EXTRACTED ENTRIES
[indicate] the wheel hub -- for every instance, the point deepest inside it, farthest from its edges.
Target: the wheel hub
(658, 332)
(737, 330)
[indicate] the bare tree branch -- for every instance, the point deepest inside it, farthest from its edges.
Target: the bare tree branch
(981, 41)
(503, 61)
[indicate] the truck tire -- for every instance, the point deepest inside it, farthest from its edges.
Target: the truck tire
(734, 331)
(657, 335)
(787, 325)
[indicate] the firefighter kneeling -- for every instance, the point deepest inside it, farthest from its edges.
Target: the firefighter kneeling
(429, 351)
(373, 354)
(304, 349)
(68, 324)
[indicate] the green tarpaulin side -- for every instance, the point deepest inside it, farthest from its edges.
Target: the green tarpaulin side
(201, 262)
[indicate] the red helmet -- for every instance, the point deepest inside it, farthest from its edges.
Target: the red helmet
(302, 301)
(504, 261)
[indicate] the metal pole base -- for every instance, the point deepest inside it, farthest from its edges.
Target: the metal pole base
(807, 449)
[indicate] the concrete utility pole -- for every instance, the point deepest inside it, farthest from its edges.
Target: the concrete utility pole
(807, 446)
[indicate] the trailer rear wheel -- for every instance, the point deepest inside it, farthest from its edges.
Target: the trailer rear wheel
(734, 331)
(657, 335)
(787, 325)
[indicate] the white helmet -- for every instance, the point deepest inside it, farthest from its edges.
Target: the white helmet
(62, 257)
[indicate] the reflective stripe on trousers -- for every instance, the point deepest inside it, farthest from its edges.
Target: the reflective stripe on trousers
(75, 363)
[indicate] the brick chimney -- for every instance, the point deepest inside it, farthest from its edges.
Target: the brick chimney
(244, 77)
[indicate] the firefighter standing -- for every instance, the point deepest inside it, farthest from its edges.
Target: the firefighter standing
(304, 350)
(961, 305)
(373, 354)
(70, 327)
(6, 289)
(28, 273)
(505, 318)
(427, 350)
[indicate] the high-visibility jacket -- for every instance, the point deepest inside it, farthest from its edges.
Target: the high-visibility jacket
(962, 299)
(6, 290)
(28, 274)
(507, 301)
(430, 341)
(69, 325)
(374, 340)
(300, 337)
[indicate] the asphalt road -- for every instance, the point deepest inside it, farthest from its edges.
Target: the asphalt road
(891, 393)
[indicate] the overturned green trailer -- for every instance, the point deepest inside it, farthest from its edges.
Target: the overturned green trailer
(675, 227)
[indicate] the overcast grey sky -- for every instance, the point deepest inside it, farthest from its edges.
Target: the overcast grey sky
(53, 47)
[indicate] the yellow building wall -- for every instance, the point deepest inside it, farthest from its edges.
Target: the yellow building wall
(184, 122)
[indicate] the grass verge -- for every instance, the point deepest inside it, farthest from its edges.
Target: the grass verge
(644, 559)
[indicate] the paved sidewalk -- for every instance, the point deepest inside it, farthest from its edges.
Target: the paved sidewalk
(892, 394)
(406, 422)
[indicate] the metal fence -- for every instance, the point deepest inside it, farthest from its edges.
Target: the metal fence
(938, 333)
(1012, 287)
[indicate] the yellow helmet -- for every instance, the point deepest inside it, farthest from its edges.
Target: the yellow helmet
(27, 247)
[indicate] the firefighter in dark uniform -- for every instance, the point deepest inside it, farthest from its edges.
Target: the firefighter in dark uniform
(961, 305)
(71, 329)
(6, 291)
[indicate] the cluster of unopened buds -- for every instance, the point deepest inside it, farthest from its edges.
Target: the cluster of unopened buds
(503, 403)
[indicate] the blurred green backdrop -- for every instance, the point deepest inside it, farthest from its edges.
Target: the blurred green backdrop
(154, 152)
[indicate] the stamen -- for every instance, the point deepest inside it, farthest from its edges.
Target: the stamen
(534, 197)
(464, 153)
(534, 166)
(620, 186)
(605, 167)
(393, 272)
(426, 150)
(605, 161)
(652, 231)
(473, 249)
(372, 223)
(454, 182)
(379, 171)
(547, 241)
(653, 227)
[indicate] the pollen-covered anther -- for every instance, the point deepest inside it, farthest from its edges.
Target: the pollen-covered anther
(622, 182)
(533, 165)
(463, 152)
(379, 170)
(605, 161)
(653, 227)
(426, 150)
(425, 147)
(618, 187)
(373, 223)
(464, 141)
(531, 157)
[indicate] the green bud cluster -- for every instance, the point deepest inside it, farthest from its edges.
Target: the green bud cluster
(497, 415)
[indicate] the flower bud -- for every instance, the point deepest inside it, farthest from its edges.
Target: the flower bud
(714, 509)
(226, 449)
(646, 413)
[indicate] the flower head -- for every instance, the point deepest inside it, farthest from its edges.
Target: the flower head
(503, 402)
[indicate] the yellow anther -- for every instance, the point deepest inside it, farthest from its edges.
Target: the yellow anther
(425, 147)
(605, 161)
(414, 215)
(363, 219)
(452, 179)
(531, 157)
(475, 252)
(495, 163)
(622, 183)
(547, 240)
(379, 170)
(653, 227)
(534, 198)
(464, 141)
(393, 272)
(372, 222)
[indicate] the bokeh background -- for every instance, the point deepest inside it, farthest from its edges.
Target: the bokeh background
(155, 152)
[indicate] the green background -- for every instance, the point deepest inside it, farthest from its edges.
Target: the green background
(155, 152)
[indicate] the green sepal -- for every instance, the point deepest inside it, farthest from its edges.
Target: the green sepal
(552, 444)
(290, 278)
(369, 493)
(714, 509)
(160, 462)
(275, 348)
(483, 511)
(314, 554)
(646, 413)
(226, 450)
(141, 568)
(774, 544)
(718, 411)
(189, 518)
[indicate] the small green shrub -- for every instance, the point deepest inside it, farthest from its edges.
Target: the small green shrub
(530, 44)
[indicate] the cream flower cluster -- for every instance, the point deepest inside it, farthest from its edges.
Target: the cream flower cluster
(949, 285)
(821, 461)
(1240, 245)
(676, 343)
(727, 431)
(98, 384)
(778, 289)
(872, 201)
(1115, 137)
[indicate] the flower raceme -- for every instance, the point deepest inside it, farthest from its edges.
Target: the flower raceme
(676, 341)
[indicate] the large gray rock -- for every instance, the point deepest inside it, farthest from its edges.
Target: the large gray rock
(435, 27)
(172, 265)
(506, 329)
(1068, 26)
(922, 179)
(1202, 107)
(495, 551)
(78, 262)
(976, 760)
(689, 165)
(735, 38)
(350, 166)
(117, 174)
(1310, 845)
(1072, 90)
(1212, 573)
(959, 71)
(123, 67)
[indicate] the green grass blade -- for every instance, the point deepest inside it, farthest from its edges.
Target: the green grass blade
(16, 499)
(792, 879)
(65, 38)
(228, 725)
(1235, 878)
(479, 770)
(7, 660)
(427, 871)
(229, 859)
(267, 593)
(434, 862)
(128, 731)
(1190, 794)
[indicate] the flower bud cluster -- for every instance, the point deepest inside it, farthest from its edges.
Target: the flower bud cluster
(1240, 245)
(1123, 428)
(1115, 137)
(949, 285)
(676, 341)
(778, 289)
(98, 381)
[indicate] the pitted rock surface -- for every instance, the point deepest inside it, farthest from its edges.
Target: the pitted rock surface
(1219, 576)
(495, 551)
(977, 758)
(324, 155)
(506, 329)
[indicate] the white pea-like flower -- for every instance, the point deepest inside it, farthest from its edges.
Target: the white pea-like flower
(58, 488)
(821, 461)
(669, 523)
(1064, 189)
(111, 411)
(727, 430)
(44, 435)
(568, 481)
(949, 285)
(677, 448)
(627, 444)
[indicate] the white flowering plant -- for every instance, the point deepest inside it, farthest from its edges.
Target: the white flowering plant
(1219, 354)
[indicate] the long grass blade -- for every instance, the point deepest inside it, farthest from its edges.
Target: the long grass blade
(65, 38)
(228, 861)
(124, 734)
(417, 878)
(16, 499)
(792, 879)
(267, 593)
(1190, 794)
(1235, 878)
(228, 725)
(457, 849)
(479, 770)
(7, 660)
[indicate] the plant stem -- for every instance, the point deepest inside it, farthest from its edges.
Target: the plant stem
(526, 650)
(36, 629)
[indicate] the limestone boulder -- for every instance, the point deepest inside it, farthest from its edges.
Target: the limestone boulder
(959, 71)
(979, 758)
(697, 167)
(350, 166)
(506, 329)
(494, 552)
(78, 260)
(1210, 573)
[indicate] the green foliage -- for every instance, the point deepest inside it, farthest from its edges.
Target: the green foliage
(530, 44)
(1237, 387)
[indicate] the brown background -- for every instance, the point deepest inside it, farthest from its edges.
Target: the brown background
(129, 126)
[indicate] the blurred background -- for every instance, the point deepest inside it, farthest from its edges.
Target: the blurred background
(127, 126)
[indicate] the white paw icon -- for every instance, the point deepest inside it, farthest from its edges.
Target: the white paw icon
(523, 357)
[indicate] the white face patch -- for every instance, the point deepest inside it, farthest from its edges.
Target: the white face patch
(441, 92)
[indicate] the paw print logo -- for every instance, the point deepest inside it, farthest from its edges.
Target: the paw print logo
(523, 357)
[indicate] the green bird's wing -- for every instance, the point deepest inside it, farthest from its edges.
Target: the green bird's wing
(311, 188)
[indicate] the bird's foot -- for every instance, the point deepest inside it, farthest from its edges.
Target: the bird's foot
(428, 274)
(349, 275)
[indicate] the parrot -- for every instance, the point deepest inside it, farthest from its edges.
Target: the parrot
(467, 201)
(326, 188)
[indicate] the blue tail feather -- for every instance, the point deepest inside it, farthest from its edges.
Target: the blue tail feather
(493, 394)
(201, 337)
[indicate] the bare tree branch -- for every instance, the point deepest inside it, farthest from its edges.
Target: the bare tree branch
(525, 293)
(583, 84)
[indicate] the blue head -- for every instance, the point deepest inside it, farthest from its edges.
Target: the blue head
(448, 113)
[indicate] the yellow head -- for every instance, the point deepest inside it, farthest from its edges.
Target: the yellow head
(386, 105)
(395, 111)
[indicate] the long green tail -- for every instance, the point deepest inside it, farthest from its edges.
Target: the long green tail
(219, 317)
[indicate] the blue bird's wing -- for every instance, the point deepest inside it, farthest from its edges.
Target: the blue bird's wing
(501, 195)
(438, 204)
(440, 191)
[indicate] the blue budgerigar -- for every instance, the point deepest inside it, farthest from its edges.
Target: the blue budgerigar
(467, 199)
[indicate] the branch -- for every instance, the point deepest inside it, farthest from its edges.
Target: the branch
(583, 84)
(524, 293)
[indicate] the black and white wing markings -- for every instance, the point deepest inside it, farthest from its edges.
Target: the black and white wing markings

DESCRIPTION OF THE TASK
Your answer should be all lines from the data that contain "markings".

EXERCISE OUTPUT
[indicate] the black and white wing markings -- for every instance, the point deepest inside it, farthest from its edges.
Target: the black and white wing markings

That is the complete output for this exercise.